---------- GIVEN TEXT
An amusement operations organization sued Gov. Tim Walz and the state of Minnesota for the current curfew and capacity limits restricting bars and restaurants, their main business partners.
Minnesota Operators of Music and Amusements is an organization formed to serve the amusement industry by directing arcades, darts, pool, and similar forms of entertainment for bars, restaurants, bowling alleys, hotels, resorts, and other entertainment venues. MOMA represents over 3,000 restaurants and bars in Minnesota.
Dan Lieberman, board member of MOMA, said at a press conference Thursday that 30% of the jobs in this industry have been lost due to the governor’s restrictions spanning the last year.
“Unlike other industries, MOMA members can’t do takeout, delivery, or sell our products online,” Lieberman said. “Employees have had the disruption to their lives of being furloughed, hired back, and furloughed again.”
“This is not a political issue. It’s a business issue,” he said, noting this lawsuit was MOMA’s last resort.
--------------------
---------- SUPPLIED RECORDS
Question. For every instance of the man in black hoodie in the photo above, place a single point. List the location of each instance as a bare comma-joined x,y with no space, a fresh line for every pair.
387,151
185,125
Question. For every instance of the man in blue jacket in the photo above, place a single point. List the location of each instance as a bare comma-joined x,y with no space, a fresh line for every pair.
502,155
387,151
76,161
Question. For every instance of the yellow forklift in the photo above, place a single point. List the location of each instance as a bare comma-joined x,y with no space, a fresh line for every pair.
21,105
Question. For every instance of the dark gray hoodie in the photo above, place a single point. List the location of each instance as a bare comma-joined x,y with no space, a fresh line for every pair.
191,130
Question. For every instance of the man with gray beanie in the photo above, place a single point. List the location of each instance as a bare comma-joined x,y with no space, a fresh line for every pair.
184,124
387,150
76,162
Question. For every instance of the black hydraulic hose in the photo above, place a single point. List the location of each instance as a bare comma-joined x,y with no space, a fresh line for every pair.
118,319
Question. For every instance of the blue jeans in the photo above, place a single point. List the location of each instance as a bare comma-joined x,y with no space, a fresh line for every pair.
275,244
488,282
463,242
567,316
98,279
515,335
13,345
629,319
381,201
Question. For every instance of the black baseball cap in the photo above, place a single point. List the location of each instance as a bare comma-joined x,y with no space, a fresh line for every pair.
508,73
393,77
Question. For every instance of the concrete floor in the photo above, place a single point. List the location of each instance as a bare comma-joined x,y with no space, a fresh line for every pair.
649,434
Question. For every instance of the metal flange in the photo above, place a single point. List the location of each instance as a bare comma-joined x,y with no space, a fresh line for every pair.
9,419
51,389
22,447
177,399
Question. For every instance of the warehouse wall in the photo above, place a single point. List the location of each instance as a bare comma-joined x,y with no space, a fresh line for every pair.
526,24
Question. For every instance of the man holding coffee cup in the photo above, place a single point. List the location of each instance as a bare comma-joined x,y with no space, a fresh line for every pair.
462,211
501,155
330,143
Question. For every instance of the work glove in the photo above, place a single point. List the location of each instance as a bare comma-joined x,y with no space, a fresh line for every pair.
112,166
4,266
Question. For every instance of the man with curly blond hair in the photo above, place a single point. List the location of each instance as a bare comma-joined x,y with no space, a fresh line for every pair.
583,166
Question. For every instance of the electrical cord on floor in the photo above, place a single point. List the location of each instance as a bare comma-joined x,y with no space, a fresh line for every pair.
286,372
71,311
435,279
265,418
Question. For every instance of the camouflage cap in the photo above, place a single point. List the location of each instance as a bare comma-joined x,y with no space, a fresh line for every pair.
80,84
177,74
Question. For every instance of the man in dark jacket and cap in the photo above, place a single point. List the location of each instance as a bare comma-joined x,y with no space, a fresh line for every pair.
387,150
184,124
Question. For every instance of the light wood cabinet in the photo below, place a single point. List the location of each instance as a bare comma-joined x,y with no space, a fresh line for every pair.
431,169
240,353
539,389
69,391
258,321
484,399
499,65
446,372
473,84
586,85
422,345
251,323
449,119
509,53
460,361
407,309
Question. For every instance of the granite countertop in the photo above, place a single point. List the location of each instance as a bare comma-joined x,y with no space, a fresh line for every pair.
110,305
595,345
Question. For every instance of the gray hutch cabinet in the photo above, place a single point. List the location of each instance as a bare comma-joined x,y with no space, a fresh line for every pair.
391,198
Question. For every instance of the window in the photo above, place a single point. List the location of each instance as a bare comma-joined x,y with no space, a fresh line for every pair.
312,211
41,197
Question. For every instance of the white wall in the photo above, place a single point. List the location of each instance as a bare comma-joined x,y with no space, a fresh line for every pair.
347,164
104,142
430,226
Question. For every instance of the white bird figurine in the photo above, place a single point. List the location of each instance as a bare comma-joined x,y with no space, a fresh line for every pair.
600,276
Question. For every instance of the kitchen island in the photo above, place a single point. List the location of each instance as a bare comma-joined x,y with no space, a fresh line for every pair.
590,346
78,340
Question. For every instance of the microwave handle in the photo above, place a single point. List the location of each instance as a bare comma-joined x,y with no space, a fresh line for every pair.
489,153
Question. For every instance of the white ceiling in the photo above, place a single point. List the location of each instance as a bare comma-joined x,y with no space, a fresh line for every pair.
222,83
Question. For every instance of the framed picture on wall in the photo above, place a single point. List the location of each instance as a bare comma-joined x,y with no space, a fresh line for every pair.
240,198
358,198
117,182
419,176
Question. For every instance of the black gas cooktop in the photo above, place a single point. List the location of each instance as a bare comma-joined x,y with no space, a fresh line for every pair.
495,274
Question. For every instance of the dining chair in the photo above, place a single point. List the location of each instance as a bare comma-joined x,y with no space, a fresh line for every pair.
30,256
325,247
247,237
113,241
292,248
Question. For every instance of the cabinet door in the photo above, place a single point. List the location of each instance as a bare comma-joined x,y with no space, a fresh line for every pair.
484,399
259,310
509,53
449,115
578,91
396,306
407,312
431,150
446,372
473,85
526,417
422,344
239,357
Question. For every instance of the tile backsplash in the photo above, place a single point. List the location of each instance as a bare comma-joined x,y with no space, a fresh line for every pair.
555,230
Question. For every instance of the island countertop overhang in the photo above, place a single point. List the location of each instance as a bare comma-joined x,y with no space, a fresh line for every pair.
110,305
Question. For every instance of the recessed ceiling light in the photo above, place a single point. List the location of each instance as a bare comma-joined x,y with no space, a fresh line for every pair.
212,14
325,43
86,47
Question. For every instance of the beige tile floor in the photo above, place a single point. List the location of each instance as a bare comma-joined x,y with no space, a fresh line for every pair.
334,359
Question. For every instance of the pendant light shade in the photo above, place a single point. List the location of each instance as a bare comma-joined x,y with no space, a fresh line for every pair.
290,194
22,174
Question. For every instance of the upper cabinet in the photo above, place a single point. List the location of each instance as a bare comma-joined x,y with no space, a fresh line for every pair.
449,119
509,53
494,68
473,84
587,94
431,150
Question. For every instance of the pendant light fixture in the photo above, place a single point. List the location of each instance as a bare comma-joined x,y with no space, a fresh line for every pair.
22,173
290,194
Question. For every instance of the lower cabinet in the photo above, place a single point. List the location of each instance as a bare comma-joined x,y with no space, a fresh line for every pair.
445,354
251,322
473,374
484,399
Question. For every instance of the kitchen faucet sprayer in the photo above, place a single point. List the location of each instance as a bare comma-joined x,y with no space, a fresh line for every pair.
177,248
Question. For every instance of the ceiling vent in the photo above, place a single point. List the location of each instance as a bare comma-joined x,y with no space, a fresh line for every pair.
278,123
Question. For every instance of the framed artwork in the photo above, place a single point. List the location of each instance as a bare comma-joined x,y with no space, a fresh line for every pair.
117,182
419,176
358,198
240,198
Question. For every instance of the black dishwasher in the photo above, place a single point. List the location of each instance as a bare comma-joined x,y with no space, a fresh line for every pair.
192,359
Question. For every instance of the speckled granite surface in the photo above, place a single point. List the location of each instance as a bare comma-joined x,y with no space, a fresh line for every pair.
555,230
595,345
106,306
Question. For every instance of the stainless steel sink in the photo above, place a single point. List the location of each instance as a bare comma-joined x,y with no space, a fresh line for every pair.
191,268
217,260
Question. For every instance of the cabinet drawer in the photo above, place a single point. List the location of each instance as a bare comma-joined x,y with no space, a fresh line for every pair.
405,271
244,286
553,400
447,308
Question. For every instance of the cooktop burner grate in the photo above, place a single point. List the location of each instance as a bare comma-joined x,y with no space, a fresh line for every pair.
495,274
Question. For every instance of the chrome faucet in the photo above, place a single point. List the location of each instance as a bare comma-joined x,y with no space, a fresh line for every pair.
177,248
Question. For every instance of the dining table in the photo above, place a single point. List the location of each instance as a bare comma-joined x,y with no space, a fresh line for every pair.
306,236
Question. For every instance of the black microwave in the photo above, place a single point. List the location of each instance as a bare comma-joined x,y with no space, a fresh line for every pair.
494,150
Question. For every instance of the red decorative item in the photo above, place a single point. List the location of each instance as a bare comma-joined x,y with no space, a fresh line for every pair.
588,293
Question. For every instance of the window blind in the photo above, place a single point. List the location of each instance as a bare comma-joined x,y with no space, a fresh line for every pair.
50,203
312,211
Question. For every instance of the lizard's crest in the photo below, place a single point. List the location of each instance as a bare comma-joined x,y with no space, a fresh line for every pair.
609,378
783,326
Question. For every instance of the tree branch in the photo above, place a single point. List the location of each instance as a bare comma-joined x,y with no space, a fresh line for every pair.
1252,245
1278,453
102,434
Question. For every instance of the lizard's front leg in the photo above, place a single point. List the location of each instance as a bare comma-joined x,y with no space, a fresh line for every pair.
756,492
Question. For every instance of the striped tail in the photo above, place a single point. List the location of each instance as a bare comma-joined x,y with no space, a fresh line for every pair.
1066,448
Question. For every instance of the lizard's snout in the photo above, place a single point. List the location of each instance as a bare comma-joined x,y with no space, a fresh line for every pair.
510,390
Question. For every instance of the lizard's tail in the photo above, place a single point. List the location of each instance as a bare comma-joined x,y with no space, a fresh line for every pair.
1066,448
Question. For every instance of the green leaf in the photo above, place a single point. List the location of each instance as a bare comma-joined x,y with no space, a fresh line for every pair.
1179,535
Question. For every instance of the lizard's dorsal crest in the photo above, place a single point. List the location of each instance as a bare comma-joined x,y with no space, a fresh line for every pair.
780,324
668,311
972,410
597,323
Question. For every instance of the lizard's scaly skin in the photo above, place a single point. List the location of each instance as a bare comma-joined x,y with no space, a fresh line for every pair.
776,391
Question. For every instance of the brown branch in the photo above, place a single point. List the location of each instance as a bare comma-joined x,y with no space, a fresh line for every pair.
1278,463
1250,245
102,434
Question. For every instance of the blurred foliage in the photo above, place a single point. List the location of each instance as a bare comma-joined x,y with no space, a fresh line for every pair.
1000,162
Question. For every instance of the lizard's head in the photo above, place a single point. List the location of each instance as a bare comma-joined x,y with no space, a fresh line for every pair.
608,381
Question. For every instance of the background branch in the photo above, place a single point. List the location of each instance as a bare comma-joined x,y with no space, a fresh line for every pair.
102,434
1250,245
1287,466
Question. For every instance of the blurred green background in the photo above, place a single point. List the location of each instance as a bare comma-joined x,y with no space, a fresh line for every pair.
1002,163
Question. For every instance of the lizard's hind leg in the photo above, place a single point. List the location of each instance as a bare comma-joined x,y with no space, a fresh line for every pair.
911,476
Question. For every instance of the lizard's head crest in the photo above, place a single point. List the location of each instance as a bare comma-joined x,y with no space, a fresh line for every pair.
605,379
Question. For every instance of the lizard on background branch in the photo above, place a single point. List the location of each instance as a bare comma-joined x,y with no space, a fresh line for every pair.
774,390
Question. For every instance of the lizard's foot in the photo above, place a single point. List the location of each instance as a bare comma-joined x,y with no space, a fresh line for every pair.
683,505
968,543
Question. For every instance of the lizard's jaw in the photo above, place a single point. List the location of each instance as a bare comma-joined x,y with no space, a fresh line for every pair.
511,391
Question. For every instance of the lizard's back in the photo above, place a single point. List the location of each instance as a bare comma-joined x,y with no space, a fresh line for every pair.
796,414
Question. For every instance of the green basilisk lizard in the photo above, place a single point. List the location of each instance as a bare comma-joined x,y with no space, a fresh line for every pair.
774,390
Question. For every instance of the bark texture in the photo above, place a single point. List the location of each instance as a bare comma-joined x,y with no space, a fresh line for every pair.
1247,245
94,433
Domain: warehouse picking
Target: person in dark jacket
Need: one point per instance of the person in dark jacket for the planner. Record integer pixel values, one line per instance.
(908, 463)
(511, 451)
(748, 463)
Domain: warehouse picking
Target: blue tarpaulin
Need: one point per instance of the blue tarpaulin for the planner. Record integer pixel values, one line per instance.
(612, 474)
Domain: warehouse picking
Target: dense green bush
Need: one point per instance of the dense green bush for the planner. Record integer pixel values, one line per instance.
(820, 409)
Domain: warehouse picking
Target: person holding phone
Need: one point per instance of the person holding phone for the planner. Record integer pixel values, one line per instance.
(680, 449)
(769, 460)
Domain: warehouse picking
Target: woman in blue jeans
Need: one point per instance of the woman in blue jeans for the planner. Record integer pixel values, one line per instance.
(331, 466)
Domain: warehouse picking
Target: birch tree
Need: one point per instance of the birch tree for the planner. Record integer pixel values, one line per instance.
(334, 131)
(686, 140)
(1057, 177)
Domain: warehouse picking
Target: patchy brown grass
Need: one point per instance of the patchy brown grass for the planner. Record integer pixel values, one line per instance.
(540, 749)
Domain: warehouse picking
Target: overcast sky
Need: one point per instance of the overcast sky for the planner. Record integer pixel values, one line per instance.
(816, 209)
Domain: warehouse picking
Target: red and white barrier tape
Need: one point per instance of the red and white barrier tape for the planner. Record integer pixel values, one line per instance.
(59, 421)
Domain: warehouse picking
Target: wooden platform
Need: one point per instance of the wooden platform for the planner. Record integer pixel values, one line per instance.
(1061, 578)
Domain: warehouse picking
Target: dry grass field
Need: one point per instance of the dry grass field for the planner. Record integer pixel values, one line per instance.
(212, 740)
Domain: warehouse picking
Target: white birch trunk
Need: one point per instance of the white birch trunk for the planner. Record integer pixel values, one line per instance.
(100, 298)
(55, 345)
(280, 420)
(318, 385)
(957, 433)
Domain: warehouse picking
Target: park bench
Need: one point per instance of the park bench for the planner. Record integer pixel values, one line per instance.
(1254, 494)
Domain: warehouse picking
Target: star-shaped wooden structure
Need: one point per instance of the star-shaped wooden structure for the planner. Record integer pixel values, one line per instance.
--------------------
• _WHAT THE TASK ASKS_:
Copy out the passage of the article on the MOMA lawsuit above, from "Minnesota Operators of" up to and including "MOMA’s last resort.".

• _ANSWER SPACE_:
Minnesota Operators of Music and Amusements is an organization formed to serve the amusement industry by directing arcades, darts, pool, and similar forms of entertainment for bars, restaurants, bowling alleys, hotels, resorts, and other entertainment venues. MOMA represents over 3,000 restaurants and bars in Minnesota.
Dan Lieberman, board member of MOMA, said at a press conference Thursday that 30% of the jobs in this industry have been lost due to the governor’s restrictions spanning the last year.
“Unlike other industries, MOMA members can’t do takeout, delivery, or sell our products online,” Lieberman said. “Employees have had the disruption to their lives of being furloughed, hired back, and furloughed again.”
“This is not a political issue. It’s a business issue,” he said, noting this lawsuit was MOMA’s last resort.